Material shown
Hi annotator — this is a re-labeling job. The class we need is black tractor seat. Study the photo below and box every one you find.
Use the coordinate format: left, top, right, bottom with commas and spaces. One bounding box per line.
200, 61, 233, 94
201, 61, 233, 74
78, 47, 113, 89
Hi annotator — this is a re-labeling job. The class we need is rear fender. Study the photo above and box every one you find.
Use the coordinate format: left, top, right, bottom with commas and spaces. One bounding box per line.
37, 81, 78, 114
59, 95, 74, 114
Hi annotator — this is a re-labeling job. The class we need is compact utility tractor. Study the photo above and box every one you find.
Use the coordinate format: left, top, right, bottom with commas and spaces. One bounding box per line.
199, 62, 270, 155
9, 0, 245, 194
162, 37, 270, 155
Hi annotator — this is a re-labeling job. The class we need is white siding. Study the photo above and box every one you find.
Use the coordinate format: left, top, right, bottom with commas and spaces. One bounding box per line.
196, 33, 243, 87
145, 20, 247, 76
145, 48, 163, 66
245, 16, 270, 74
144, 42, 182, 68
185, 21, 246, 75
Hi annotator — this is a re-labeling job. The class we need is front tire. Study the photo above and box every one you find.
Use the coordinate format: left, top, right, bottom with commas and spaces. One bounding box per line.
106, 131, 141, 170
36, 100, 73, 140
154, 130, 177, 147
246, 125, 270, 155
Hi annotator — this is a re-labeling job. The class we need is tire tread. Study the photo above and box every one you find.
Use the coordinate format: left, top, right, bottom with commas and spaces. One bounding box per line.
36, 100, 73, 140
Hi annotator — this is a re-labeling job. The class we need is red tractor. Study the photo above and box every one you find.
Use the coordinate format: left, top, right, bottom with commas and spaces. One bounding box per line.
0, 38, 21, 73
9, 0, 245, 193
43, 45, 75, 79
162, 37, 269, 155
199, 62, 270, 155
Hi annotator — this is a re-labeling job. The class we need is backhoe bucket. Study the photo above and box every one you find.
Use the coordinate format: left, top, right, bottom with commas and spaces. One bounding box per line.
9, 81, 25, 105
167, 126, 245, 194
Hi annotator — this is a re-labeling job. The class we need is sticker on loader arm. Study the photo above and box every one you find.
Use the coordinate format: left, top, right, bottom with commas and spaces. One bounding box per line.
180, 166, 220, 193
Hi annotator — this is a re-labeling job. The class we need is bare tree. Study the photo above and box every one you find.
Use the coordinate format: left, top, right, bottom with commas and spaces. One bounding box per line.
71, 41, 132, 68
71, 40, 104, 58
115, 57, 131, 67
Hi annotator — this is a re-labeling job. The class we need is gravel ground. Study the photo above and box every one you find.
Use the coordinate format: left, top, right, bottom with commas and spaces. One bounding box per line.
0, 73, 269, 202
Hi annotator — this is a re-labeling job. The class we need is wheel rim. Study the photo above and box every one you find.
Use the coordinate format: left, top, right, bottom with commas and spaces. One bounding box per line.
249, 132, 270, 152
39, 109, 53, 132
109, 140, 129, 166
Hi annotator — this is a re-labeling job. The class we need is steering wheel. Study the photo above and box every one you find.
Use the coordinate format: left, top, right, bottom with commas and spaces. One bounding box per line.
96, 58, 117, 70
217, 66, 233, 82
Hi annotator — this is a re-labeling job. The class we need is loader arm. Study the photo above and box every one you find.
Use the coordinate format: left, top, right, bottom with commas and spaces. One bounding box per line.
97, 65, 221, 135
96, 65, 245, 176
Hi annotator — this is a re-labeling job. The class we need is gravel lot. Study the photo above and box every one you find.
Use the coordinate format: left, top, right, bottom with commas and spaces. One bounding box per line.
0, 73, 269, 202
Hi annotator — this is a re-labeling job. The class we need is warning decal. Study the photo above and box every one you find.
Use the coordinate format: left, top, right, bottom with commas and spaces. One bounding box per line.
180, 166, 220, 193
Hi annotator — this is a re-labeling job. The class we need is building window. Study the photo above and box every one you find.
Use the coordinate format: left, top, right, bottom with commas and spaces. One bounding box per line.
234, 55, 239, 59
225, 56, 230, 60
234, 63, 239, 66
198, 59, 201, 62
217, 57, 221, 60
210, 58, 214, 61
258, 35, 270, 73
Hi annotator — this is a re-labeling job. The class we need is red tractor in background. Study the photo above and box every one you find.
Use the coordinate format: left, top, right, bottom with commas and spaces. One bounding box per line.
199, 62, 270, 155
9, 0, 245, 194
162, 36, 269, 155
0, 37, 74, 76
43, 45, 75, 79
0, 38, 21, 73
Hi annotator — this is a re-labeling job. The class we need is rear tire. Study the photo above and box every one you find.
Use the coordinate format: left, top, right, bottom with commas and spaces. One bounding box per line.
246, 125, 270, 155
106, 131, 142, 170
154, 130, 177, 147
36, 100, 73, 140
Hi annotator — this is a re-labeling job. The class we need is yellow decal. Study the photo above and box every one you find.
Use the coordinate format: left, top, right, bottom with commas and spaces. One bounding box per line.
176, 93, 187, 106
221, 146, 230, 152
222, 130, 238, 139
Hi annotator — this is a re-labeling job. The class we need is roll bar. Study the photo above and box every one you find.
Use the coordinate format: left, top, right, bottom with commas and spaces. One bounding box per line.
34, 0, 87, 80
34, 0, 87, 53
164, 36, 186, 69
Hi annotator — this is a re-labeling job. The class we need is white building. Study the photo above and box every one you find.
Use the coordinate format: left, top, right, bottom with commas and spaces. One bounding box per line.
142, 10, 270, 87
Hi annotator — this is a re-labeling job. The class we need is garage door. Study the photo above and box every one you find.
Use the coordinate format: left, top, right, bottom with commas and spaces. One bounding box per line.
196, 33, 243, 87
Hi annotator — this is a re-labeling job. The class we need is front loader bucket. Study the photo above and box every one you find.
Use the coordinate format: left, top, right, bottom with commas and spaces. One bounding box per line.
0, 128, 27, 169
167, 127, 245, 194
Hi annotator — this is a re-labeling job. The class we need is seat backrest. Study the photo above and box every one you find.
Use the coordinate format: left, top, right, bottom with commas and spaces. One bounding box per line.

Problem to work on
Repeat the data. Every word must match.

Output for this task
Hi annotator — this is a re-labeling job. The class we need is black tractor seat. Study the photo below and box every one you find.
Use the coordinate format: left, top, right, bottom with commas and spaces. One bounding box per line.
200, 61, 233, 94
201, 61, 233, 74
78, 47, 113, 89
Hi annotator — this is a re-labeling job. The class we need is rear fender. Study the photo above and box every one you find.
Use the coordinate format: left, top, right, bottom with commas and spaces. One bounding box per line.
37, 81, 78, 114
59, 95, 74, 114
Hi annotator — this is a re-labeling job. The class we need is compact utility tractor. Study the photo above and box every one you find.
Use the coordinate format: left, top, right, bottom with commas and spaces. One bounding box per line.
199, 62, 270, 155
9, 0, 245, 194
162, 37, 270, 155
Hi annotator — this is a re-labeling job. The class we need is white siding. Study the photo above and box every one you find.
Use the coordinate format: left, top, right, bottom with commas and spaces. One bounding box per line.
196, 33, 243, 87
145, 20, 247, 76
145, 48, 163, 66
245, 16, 270, 74
144, 42, 182, 68
185, 21, 246, 75
Hi annotator — this is a re-labeling job. The class we need is front tire. Study the photo above and box every one you find.
Use the coordinate format: left, top, right, bottom with commas and spaces. One bounding box per line.
106, 131, 141, 170
36, 100, 73, 140
154, 130, 177, 147
246, 125, 270, 155
Hi annotator — this is a re-labeling job. The class we need is tire tread. Study the photo above and box every one you find.
Use the coordinate format: left, top, right, bottom with commas and spaces. One bounding box per line.
36, 100, 73, 140
Hi annotator — this is a re-labeling job. The class we need is red tractor. Study the photo above and box every one you find.
Use the coordinate format: left, top, right, bottom with commas and spaces. One bounding box per line.
0, 38, 21, 73
9, 0, 245, 193
43, 45, 75, 79
162, 37, 269, 155
199, 62, 270, 155
Hi annotator — this is a re-labeling job. The class we need is backhoe bucket. Study the photo above and box every one you find.
Use the coordinate format: left, top, right, bottom with commas and spaces. One bounding box per line.
9, 81, 25, 105
167, 126, 245, 194
Hi annotator — this is a re-labeling job. The class we need is sticker on loader arm. Study the photo above and box every one you find.
Use the coordinate format: left, top, right, bottom with commas and spaces. One bounding box per line.
180, 166, 220, 193
Hi annotator — this is a re-labeling job. The class we need is bare tree. Study the photo above and box every one you find.
Use the coordinate format: left, top, right, bottom with commas and spaces. One bounding box per line.
71, 41, 132, 68
71, 40, 104, 58
115, 57, 131, 67
Hi annotator — this is a re-labeling job. The class we need is gravel ground. Study the photo above and box every one you find.
Use the coordinate format: left, top, right, bottom with commas and spaces. One bounding box per line.
0, 73, 269, 202
Hi annotator — this is a re-labeling job. The class we need is wheel rim. Study the photo above and box every one you find.
Use the coordinate format: left, top, right, bottom with commas and spaces. One bounding box per line.
249, 132, 270, 152
39, 109, 53, 132
109, 140, 129, 166
Hi annotator — this is a re-labeling job. The class we need is steering wheel. Study the photo above and box every one you find.
Use the coordinate format: left, top, right, bottom with commas and spaces. One bounding box per line.
96, 58, 117, 70
217, 66, 233, 82
Hi annotator — this is a re-labeling job. The class we need is loader arm. Study the photo above and box every one you find.
Use the coordinate format: left, top, right, bottom with commas and spaces. One bounding box per line.
97, 65, 221, 135
96, 65, 245, 176
Hi annotator — this is a re-labeling job. The class we need is gravel lot. Study the photo above and box every one you find.
Use the coordinate format: left, top, right, bottom with commas and spaces. One bounding box per line.
0, 73, 269, 202
Hi annotator — this is a re-labeling job. The class we need is warning decal. Study the photo above and box every one you find.
Use the coordinate format: left, top, right, bottom with commas and spaces. One bounding box per line.
180, 166, 220, 193
Hi annotator — this is a re-labeling job. The class we need is building window. Study the photo above and box every one you find.
Use the coordinate format: left, top, right, bottom with commas and spaces. One bounding box per line.
234, 55, 239, 59
225, 56, 230, 60
234, 63, 239, 66
198, 59, 201, 62
217, 57, 221, 60
210, 58, 214, 61
258, 35, 270, 73
Hi annotator — this is a re-labeling job. The class we need is red tractor in background. Study the photo above and box every one you find.
Use the coordinate format: left, top, right, bottom with commas and spaces. One bounding box per line.
199, 62, 270, 155
9, 0, 245, 194
162, 36, 269, 155
0, 37, 74, 76
43, 45, 75, 79
0, 38, 21, 73
Hi annotator — this is a re-labeling job. The class we need is rear tire. Study the photo above and box every one you find.
Use the coordinate format: left, top, right, bottom with commas and spaces. One bounding box per line.
246, 125, 270, 155
106, 131, 142, 170
154, 130, 177, 147
36, 100, 73, 140
Hi annotator — this is a re-labeling job. The class we need is yellow decal. Study the photo above and box every one you find.
Use the coordinate format: left, top, right, bottom with commas and spaces. One bounding box per line.
176, 93, 187, 106
221, 146, 230, 152
222, 130, 238, 139
Hi annotator — this is a re-labeling job. The class we need is roll bar. Study the photo above and box every one you find.
Use the coordinate format: left, top, right, bottom with commas and spaces. One bounding box per line.
34, 0, 87, 80
34, 0, 87, 53
164, 36, 186, 69
Hi annotator — this is a re-labeling job. The class we need is white building. Study the photo above and box every one you find.
Use the coordinate format: left, top, right, bottom with commas and spaces. One bounding box per line.
142, 10, 270, 87
Hi annotator — this is a re-labeling job. The class we need is garage door. Study the photo above and box every one you find.
Use the coordinate format: left, top, right, bottom with commas and spaces. One bounding box per line.
196, 33, 243, 87
Hi annotator — this is a re-labeling job. The class we need is front loader bucket. Study the photo above and box every one you find.
Use the coordinate format: left, top, right, bottom with commas and spaces. One bounding box per line.
0, 128, 27, 169
167, 127, 245, 194
Hi annotator — this is a re-labeling job. The class we need is seat backrest. Study the photo above and box every one you find.
Use the coordinate format: left, top, right, bottom with commas and spaces. One bounding box per line.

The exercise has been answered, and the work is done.